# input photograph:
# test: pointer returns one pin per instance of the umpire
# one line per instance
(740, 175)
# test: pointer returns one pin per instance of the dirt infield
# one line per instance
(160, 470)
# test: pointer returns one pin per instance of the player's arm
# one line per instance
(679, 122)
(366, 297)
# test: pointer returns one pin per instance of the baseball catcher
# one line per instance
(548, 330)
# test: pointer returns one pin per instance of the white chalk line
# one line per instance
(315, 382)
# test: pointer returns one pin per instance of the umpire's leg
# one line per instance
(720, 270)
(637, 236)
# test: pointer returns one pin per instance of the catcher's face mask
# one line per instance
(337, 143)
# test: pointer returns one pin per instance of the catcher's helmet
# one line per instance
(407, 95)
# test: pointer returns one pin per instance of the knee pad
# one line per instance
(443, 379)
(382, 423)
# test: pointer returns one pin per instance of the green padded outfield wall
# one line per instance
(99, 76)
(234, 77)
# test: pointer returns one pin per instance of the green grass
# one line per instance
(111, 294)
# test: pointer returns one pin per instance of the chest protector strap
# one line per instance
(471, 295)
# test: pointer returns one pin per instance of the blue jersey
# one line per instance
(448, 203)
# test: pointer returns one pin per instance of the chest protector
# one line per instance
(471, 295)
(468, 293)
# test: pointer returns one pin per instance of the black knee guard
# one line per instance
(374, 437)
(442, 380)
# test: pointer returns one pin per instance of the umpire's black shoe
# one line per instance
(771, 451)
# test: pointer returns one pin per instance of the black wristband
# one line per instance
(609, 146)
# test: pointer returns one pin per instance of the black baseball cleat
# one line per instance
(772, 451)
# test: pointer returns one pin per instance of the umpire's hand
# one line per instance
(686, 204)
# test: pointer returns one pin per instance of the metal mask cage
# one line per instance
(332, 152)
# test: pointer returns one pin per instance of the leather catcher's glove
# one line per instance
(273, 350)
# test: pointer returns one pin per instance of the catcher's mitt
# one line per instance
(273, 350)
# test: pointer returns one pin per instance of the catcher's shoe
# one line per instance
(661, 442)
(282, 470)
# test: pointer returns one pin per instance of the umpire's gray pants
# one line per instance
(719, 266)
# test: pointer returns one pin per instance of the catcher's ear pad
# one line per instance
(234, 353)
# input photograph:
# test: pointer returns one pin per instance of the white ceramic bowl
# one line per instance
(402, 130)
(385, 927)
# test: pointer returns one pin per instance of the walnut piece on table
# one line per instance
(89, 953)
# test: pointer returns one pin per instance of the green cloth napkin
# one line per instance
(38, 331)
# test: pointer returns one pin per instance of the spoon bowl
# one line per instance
---
Required task: Turn every line of the items above into a numbered list, skipping any blank lines.

Correct result:
1. # input photograph:
2. # test: pointer returns one pin per instance of the umpire
3. # one line per instance
4. (740, 175)
5. # test: pointer returns one pin per instance of the dirt infield
6. # one line per instance
7. (160, 470)
8. # test: pointer returns one pin per instance of the player's arm
9. # one line per instance
10. (679, 122)
11. (366, 297)
12. # test: pointer returns one pin per instance of the baseball catcher
13. # one line per instance
14. (548, 330)
15. # test: pointer returns one pin per instance of the white chalk line
16. # one line per instance
17. (315, 382)
18. # test: pointer returns one pin per instance of the umpire's leg
19. # one line per instance
20. (720, 270)
21. (637, 236)
22. # test: pointer returns one pin per instance of the catcher's face mask
23. # one line per instance
24. (337, 143)
25. # test: pointer returns one pin per instance of the catcher's helmet
26. # one line per instance
27. (407, 95)
28. # test: pointer returns one pin per instance of the knee pad
29. # one line per instance
30. (443, 379)
31. (382, 423)
32. # test: pointer returns one pin per instance of the green padded outfield wall
33. # one line per instance
34. (99, 76)
35. (234, 77)
36. # test: pointer returns one pin per instance of the green grass
37. # one line per instance
38. (111, 294)
39. # test: pointer returns one pin per instance of the chest protector strap
40. # one line per instance
41. (471, 295)
42. # test: pointer returns one pin per instance of the blue jersey
43. # one line per instance
44. (448, 203)
45. # test: pointer returns one pin per instance of the chest protector
46. # one line per instance
47. (471, 295)
48. (468, 293)
49. # test: pointer returns one pin per instance of the black knee guard
50. # one line per instance
51. (374, 437)
52. (442, 380)
53. # test: pointer returns one pin per instance of the umpire's black shoe
54. # one line per instance
55. (771, 451)
56. # test: pointer returns one pin per instance of the black wristband
57. # one line per instance
58. (609, 146)
59. # test: pointer returns one pin per instance of the black baseball cleat
60. # one line per instance
61. (772, 451)
62. # test: pointer returns one pin per instance of the umpire's hand
63. # one line per instance
64. (686, 204)
65. # test: pointer returns one pin per instance of the metal mask cage
66. # one line per instance
67. (332, 152)
68. # test: pointer returns one pin per instance of the leather catcher's glove
69. # one line per instance
70. (273, 350)
71. # test: pointer returns one pin per instance of the catcher's mitt
72. # one line per instance
73. (273, 350)
74. # test: pointer returns one pin per instance of the catcher's shoe
75. # one line per instance
76. (661, 442)
77. (282, 470)
78. # test: pointer returns one pin per instance of the umpire's gray pants
79. # one line per instance
80. (719, 266)
81. # test: pointer returns one pin per instance of the catcher's ear pad
82. # one line per instance
83. (234, 353)
84. # input photograph:
85. # test: pointer returns one pin per instance of the white ceramic bowl
86. # one line per instance
87. (402, 130)
88. (385, 927)
89. # test: pointer returns one pin per instance of the walnut piece on table
90. # one line per instance
91. (89, 953)
92. # test: pointer returns one pin per instance of the green cloth napkin
93. # one line per instance
94. (38, 331)
95. # test: pointer returns one pin per instance of the spoon bowl
96. # one line per instance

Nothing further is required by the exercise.